Stored dataset items:
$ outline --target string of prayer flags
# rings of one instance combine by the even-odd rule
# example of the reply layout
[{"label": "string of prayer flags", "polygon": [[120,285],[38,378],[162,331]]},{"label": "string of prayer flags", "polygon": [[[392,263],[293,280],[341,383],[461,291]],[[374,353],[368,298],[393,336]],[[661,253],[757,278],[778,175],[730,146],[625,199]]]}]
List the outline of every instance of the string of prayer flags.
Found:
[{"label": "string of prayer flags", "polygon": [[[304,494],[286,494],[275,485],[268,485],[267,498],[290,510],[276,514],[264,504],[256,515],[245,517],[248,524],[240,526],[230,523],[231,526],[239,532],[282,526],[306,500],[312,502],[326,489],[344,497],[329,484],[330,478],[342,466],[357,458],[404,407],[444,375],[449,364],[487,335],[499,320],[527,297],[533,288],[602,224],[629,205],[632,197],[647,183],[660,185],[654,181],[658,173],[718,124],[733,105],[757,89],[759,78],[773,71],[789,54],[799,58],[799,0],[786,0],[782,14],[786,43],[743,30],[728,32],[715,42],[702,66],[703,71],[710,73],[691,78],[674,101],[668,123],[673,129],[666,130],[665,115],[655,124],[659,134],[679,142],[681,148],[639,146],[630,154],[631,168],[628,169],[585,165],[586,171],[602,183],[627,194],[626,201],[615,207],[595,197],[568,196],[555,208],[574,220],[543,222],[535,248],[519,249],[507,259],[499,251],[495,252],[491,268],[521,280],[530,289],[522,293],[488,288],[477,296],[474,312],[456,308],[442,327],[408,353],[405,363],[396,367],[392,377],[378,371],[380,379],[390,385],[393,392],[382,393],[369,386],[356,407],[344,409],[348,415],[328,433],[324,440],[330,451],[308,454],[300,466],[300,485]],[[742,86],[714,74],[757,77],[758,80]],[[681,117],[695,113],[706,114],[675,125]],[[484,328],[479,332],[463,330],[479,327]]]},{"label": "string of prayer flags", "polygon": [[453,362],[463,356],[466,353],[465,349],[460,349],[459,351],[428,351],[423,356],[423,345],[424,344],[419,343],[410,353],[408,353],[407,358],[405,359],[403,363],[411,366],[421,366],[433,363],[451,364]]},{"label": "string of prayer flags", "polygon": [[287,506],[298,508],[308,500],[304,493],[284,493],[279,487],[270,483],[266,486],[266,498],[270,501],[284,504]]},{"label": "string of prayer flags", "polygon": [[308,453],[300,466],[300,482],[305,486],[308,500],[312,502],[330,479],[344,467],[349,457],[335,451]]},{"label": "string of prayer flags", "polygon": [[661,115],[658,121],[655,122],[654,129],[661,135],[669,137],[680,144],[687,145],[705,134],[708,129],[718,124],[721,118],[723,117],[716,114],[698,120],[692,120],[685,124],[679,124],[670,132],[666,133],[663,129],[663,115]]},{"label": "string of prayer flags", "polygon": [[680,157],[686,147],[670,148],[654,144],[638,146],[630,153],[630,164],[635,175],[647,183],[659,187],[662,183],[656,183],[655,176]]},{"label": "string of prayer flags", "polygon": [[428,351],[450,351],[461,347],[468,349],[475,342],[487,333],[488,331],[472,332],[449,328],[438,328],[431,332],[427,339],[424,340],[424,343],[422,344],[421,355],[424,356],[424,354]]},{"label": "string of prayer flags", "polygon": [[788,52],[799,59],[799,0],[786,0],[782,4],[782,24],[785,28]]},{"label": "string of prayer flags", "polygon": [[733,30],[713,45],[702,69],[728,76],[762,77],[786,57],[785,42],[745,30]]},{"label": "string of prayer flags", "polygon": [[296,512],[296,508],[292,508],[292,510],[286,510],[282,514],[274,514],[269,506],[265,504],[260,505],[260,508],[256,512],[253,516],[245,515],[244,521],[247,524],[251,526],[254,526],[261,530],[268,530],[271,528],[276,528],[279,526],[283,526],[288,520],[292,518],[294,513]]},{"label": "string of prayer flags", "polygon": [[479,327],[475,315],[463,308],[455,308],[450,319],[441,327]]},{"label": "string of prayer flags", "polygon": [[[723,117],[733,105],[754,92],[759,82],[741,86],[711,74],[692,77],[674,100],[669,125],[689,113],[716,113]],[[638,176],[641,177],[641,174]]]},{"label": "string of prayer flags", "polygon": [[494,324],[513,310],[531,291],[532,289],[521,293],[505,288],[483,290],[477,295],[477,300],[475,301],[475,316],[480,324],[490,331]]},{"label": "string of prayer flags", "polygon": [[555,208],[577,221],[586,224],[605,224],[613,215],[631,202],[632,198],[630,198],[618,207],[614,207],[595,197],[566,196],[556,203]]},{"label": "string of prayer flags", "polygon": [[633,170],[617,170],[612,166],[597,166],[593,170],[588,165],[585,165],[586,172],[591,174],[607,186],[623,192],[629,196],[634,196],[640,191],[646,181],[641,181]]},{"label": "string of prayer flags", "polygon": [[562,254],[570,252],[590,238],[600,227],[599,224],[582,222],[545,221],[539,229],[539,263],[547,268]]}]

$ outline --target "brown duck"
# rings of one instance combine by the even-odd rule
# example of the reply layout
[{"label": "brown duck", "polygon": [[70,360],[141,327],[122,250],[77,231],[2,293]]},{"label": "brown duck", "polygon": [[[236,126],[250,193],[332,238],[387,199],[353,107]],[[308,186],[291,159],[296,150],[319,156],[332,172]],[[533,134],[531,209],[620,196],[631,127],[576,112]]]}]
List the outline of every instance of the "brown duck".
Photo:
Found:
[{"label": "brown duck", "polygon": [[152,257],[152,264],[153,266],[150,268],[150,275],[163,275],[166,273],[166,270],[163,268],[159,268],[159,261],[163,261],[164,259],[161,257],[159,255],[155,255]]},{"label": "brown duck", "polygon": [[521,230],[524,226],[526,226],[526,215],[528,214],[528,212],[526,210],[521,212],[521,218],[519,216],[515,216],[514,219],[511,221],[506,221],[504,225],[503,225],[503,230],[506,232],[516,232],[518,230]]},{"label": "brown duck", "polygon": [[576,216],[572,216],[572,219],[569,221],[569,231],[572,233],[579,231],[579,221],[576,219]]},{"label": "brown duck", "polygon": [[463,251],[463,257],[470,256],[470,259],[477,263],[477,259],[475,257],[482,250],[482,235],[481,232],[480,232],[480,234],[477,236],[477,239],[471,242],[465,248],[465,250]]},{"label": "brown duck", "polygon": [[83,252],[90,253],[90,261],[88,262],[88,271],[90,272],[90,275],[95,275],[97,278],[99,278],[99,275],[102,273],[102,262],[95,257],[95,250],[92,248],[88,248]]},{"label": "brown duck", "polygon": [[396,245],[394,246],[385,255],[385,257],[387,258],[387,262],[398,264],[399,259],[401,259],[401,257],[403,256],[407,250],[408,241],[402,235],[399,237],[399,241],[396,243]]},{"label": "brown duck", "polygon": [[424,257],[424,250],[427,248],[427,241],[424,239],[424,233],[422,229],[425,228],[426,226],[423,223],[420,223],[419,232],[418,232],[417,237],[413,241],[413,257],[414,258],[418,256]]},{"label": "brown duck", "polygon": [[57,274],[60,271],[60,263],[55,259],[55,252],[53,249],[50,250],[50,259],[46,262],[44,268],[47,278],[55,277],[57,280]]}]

→ **The problem**
Without changing a word, restate the whole listing.

→ **Problem solution**
$ outline --target string of prayer flags
# rings of one instance combine by the even-odd rule
# example of the reply layout
[{"label": "string of prayer flags", "polygon": [[120,285],[38,378],[162,331]]},{"label": "string of prayer flags", "polygon": [[[392,263],[293,280],[341,383],[461,291]],[[374,353],[368,298],[393,336]],[[661,253],[757,278],[778,175],[730,146],[625,199]]]}]
List the outline of every instance of the string of prayer flags.
Found:
[{"label": "string of prayer flags", "polygon": [[[304,494],[286,494],[275,485],[268,485],[267,498],[290,510],[276,514],[264,504],[256,515],[245,517],[248,524],[240,526],[230,523],[231,526],[239,532],[282,526],[306,500],[312,502],[326,489],[344,497],[329,484],[330,478],[342,466],[357,458],[404,407],[444,375],[449,364],[487,335],[499,320],[527,297],[533,288],[602,224],[629,205],[632,197],[647,183],[660,185],[654,181],[658,173],[718,124],[733,105],[757,89],[759,78],[773,71],[789,54],[799,58],[799,0],[786,0],[782,14],[786,43],[743,30],[728,32],[715,42],[702,66],[703,71],[710,73],[691,78],[674,101],[668,123],[673,129],[666,130],[665,115],[655,124],[659,134],[679,142],[681,148],[639,146],[630,154],[631,168],[628,169],[585,165],[586,171],[602,183],[627,194],[626,201],[615,207],[595,197],[568,196],[555,208],[574,220],[543,222],[535,248],[519,249],[507,259],[499,251],[495,252],[491,268],[521,280],[530,289],[522,293],[488,288],[477,296],[474,312],[456,308],[442,327],[408,353],[405,363],[396,367],[392,377],[378,371],[380,379],[390,385],[393,392],[382,393],[369,386],[356,407],[344,409],[348,415],[328,433],[324,440],[330,451],[308,454],[300,466],[300,485]],[[742,86],[714,74],[757,77],[758,80]],[[681,117],[695,113],[706,114],[675,125]],[[484,328],[479,332],[463,330],[479,327]]]},{"label": "string of prayer flags", "polygon": [[453,362],[463,356],[466,353],[465,349],[460,349],[459,351],[428,351],[423,356],[423,345],[424,344],[419,343],[410,353],[408,353],[407,358],[405,359],[403,363],[411,366],[421,366],[433,363],[451,364]]},{"label": "string of prayer flags", "polygon": [[287,506],[298,508],[308,500],[304,493],[284,493],[279,487],[270,483],[266,486],[266,498],[270,501],[284,504]]},{"label": "string of prayer flags", "polygon": [[308,453],[300,466],[300,482],[305,486],[308,500],[312,502],[330,479],[344,467],[349,457],[335,451]]},{"label": "string of prayer flags", "polygon": [[661,115],[658,121],[655,122],[654,129],[661,135],[669,137],[680,144],[687,145],[705,134],[708,129],[718,124],[721,118],[723,117],[716,114],[698,120],[692,120],[685,124],[679,124],[670,132],[666,133],[663,129],[663,115]]},{"label": "string of prayer flags", "polygon": [[680,157],[686,147],[670,148],[654,144],[638,146],[630,153],[630,164],[635,175],[647,183],[659,187],[662,183],[656,183],[655,176]]},{"label": "string of prayer flags", "polygon": [[428,351],[450,351],[461,347],[468,349],[475,342],[487,333],[488,331],[472,332],[449,328],[438,328],[431,332],[427,339],[424,340],[424,343],[422,344],[421,355],[424,356],[424,354]]},{"label": "string of prayer flags", "polygon": [[788,52],[799,59],[799,0],[786,0],[782,4],[782,24],[785,28]]},{"label": "string of prayer flags", "polygon": [[733,30],[713,45],[702,69],[728,76],[762,77],[786,57],[785,42],[745,30]]},{"label": "string of prayer flags", "polygon": [[296,512],[296,508],[292,508],[292,510],[286,510],[282,514],[274,514],[269,506],[265,504],[260,505],[260,508],[256,512],[253,516],[245,515],[244,521],[247,524],[251,526],[254,526],[261,530],[268,530],[271,528],[276,528],[279,526],[283,526],[288,520],[292,518],[294,513]]},{"label": "string of prayer flags", "polygon": [[479,327],[475,315],[463,308],[455,308],[450,319],[441,327]]},{"label": "string of prayer flags", "polygon": [[[723,117],[733,105],[754,92],[759,82],[741,86],[711,74],[692,77],[674,100],[669,125],[689,113],[716,113]],[[638,176],[641,177],[641,174]]]},{"label": "string of prayer flags", "polygon": [[494,324],[513,310],[531,291],[532,289],[521,293],[505,288],[483,290],[477,295],[477,300],[475,301],[475,316],[480,324],[490,331]]},{"label": "string of prayer flags", "polygon": [[555,208],[577,221],[586,224],[605,224],[613,215],[631,202],[632,198],[630,198],[618,207],[614,207],[595,197],[566,196],[556,203]]},{"label": "string of prayer flags", "polygon": [[633,170],[617,170],[612,166],[597,166],[593,170],[588,165],[585,165],[586,172],[591,174],[607,186],[623,192],[629,196],[634,196],[640,191],[646,181],[641,181]]},{"label": "string of prayer flags", "polygon": [[562,254],[570,252],[590,238],[600,227],[599,224],[582,222],[545,221],[539,229],[539,263],[547,268]]}]

$ outline --target "brown duck"
# rings of one instance combine by the even-odd rule
# example of the reply layout
[{"label": "brown duck", "polygon": [[70,360],[141,327],[122,250],[77,231],[2,293]]},{"label": "brown duck", "polygon": [[[236,126],[250,193],[332,238],[387,199],[353,107]],[[308,186],[291,159],[296,150],[319,156],[332,172]],[[533,134],[531,209],[620,196],[631,127],[576,112]]]}]
List the outline of every instance of the "brown duck".
Photo:
Found:
[{"label": "brown duck", "polygon": [[152,257],[152,264],[153,266],[150,268],[150,275],[163,275],[166,273],[166,270],[163,268],[159,268],[159,261],[163,261],[164,259],[161,257],[159,255],[155,255]]},{"label": "brown duck", "polygon": [[521,230],[524,226],[526,226],[526,215],[528,214],[528,212],[526,210],[521,212],[521,218],[519,216],[515,216],[514,219],[511,221],[506,221],[504,225],[503,225],[503,230],[506,232],[516,232],[518,230]]},{"label": "brown duck", "polygon": [[576,216],[572,216],[572,219],[569,221],[569,231],[572,233],[579,231],[579,221],[576,219]]},{"label": "brown duck", "polygon": [[463,251],[463,257],[470,256],[470,259],[477,263],[477,259],[475,257],[482,250],[482,235],[481,232],[480,232],[480,234],[477,236],[477,239],[471,242],[465,248],[465,250]]},{"label": "brown duck", "polygon": [[83,252],[90,253],[90,261],[88,262],[88,271],[90,272],[90,275],[95,275],[97,278],[99,278],[99,275],[102,273],[102,262],[95,257],[95,250],[92,248],[88,248]]},{"label": "brown duck", "polygon": [[396,245],[394,246],[385,255],[385,257],[387,258],[387,262],[398,264],[399,259],[401,259],[401,257],[403,256],[407,250],[408,241],[402,235],[399,237],[399,241],[396,243]]},{"label": "brown duck", "polygon": [[424,257],[424,250],[427,248],[427,241],[424,239],[424,233],[422,229],[425,228],[426,226],[423,223],[420,223],[419,232],[418,232],[417,237],[413,241],[413,257],[414,258],[418,256]]},{"label": "brown duck", "polygon": [[57,274],[60,271],[60,263],[55,259],[55,252],[53,249],[50,250],[50,259],[46,262],[44,268],[47,278],[55,277],[57,280]]}]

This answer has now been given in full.